# Start of Data supplied

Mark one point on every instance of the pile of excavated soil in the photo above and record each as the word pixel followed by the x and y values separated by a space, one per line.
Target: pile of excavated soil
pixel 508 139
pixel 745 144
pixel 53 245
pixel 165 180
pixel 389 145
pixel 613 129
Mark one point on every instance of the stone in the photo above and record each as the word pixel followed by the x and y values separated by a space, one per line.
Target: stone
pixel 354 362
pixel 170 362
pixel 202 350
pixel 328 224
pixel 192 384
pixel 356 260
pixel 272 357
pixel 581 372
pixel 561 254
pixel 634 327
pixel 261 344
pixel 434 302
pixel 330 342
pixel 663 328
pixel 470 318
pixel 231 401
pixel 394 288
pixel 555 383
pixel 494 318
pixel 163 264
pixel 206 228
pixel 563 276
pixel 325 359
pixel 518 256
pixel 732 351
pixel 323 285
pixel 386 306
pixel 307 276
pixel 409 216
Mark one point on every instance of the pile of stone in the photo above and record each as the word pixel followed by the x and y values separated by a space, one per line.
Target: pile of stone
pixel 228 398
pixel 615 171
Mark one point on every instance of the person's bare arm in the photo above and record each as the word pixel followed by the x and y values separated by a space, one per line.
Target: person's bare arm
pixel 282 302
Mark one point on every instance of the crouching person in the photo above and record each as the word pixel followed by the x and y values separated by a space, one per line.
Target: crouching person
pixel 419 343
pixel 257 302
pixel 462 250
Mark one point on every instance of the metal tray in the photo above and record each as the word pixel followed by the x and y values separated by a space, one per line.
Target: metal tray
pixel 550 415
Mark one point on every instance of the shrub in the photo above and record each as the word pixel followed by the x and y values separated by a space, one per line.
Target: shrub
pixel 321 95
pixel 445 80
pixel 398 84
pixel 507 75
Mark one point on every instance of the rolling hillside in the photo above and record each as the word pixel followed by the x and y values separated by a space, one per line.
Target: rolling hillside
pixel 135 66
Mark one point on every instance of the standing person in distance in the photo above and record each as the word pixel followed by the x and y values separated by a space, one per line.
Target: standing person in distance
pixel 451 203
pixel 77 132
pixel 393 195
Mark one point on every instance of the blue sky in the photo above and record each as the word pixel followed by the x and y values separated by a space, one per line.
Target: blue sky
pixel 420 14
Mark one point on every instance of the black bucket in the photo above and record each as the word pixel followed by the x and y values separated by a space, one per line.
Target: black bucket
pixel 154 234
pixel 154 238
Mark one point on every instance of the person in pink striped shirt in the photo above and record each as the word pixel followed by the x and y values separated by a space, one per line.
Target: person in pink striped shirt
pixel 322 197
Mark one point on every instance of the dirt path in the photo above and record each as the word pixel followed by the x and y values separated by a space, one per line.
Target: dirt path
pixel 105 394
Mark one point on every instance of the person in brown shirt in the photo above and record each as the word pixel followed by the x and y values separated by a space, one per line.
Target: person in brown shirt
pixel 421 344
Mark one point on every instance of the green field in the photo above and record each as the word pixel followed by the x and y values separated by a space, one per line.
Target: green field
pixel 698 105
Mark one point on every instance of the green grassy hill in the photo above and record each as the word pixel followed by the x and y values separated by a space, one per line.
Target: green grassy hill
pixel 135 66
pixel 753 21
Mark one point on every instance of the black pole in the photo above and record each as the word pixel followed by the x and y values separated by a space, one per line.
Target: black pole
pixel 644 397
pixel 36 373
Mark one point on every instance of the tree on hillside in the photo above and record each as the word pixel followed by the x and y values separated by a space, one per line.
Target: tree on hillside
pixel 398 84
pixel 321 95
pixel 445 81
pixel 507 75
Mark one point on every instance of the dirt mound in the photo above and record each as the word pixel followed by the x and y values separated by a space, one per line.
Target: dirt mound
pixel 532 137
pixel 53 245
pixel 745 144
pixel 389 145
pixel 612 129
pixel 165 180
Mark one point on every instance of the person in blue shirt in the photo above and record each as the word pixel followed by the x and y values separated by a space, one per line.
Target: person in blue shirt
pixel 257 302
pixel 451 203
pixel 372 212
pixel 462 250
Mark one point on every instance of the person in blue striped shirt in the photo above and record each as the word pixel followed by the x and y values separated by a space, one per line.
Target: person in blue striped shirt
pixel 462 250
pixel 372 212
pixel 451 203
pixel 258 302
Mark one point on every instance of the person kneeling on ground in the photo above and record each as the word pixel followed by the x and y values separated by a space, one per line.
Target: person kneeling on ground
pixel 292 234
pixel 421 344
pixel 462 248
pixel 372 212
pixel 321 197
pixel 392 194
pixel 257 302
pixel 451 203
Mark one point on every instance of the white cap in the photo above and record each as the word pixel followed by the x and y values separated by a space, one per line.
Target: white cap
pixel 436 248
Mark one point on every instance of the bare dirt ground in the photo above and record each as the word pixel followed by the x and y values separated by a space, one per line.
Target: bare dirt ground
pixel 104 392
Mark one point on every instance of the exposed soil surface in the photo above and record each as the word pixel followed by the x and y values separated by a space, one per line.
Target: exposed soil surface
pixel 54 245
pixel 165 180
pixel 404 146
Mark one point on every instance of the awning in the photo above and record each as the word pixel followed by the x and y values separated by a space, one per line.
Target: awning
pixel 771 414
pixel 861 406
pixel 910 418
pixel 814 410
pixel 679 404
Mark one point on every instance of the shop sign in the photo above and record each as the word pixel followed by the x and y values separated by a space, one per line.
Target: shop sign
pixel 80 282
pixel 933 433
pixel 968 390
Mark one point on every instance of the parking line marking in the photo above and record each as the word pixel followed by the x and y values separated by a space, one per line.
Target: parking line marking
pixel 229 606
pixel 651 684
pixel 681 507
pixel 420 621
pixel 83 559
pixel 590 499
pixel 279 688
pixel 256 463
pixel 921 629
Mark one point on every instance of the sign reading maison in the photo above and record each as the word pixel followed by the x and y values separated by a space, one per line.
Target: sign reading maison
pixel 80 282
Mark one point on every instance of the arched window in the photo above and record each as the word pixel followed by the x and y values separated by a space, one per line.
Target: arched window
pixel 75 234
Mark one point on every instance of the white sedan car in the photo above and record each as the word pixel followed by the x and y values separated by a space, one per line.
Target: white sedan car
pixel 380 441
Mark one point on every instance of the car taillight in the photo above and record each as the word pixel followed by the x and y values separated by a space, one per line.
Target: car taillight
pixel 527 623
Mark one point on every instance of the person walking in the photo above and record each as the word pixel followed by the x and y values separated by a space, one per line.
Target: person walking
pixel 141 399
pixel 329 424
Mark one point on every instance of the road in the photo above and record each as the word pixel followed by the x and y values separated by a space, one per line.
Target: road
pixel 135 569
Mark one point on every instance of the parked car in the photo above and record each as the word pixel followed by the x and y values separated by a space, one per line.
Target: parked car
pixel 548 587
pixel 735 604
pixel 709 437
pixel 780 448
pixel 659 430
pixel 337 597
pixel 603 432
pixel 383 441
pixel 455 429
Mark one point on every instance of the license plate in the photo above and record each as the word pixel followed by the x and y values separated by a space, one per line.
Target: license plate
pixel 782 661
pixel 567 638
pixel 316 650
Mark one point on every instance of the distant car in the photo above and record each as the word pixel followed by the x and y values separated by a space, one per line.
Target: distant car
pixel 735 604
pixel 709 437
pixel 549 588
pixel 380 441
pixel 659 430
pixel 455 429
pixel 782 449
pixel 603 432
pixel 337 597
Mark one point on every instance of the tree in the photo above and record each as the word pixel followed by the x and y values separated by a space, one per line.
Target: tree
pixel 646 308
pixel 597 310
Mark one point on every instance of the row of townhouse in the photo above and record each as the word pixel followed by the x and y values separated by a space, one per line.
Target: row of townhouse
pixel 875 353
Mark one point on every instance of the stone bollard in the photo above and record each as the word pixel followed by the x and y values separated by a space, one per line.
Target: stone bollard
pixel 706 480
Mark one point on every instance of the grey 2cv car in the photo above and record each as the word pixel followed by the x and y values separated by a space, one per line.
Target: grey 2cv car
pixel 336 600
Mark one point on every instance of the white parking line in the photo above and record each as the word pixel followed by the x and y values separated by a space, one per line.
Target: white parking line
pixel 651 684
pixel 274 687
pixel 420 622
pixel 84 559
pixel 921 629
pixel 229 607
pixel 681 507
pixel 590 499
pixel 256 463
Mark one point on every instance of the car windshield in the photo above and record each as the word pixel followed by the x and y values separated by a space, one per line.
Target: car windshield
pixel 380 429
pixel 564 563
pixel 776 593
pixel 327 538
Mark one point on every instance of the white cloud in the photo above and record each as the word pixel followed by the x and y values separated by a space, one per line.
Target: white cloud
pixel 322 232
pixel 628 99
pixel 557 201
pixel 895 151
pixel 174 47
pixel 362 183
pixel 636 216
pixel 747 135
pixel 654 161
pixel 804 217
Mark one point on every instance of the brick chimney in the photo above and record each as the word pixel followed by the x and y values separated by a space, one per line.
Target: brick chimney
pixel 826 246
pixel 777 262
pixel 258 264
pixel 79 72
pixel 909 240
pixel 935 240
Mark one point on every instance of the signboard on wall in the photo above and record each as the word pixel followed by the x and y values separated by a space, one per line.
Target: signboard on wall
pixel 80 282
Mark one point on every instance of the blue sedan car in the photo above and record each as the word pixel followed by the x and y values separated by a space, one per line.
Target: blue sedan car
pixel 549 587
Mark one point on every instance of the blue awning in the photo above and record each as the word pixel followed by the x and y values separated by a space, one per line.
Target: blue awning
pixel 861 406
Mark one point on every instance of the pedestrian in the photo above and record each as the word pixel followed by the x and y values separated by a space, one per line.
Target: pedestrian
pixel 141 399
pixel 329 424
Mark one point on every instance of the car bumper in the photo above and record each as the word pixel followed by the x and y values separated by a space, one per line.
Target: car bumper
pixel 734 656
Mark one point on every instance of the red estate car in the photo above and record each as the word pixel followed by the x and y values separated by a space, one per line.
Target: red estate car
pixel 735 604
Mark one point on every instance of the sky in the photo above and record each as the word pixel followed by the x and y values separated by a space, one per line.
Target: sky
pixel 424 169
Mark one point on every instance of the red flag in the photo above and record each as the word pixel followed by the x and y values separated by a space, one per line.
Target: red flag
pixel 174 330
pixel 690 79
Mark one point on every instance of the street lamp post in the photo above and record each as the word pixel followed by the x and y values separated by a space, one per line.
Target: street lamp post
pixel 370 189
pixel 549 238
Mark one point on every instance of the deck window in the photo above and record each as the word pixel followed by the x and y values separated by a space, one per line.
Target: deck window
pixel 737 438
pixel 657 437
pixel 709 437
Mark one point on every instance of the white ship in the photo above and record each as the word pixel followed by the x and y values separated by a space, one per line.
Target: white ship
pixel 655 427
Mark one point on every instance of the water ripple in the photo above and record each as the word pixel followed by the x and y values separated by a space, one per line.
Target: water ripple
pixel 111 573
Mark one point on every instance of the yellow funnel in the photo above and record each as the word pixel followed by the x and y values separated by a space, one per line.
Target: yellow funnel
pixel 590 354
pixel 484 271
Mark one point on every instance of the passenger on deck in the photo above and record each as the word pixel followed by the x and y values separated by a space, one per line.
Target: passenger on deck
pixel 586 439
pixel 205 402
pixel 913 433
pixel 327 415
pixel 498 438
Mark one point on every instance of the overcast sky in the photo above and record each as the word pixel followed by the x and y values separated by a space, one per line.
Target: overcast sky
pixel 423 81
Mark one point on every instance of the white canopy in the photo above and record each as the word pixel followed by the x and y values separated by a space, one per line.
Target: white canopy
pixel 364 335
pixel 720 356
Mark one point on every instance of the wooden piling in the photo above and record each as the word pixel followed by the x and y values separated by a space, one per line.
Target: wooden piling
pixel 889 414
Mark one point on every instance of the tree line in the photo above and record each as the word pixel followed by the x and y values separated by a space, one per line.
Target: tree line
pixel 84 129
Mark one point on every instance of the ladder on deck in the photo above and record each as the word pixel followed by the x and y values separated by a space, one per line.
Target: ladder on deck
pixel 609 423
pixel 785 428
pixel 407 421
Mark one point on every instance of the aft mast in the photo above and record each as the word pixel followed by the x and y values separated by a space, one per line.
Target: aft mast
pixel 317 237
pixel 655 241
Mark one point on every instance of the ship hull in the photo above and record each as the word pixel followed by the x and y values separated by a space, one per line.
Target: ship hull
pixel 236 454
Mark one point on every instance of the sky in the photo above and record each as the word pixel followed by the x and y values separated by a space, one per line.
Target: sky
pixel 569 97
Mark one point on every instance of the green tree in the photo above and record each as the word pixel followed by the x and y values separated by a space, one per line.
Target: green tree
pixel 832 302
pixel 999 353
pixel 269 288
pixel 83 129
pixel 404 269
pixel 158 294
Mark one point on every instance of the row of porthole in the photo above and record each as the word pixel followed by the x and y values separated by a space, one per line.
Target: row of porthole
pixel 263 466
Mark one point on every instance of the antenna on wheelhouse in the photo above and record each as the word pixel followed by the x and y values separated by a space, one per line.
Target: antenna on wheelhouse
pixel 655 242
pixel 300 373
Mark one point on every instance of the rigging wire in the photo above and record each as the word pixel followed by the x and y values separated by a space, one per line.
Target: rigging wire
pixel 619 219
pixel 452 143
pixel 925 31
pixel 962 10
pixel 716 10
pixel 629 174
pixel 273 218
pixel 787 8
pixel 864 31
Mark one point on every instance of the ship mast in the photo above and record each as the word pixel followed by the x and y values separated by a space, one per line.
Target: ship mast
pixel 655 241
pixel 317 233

# End of Data supplied

Exercise prompt: Return the listing above verbatim from its first line through the line that contains "pixel 282 302", including that line.

Solution for this exercise:
Mark one point on every instance of the pile of excavated soil in the photo above and record each as the word pixel followed by the x and y values separated by a space, one per line.
Target: pile of excavated soil
pixel 508 139
pixel 745 144
pixel 53 245
pixel 165 180
pixel 389 145
pixel 613 129
Mark one point on every instance of the stone in the photo above and record each as the word pixel followed by the x and y values separated by a space, one per line.
Target: stone
pixel 354 362
pixel 170 362
pixel 202 350
pixel 328 224
pixel 192 384
pixel 356 260
pixel 272 357
pixel 581 372
pixel 561 254
pixel 634 327
pixel 261 344
pixel 434 302
pixel 330 342
pixel 663 328
pixel 470 318
pixel 231 401
pixel 394 288
pixel 555 383
pixel 494 318
pixel 163 264
pixel 206 228
pixel 563 276
pixel 325 359
pixel 518 256
pixel 732 351
pixel 323 285
pixel 386 306
pixel 307 276
pixel 409 216
Mark one point on every instance of the pile of stone in the photo above and record each as the word pixel followed by the x and y values separated by a space, one per line.
Target: pile of stone
pixel 228 398
pixel 615 171
Mark one point on every instance of the person's bare arm in the photo above and record each as the word pixel followed by the x and y values separated by a space, one per line.
Target: person's bare arm
pixel 282 302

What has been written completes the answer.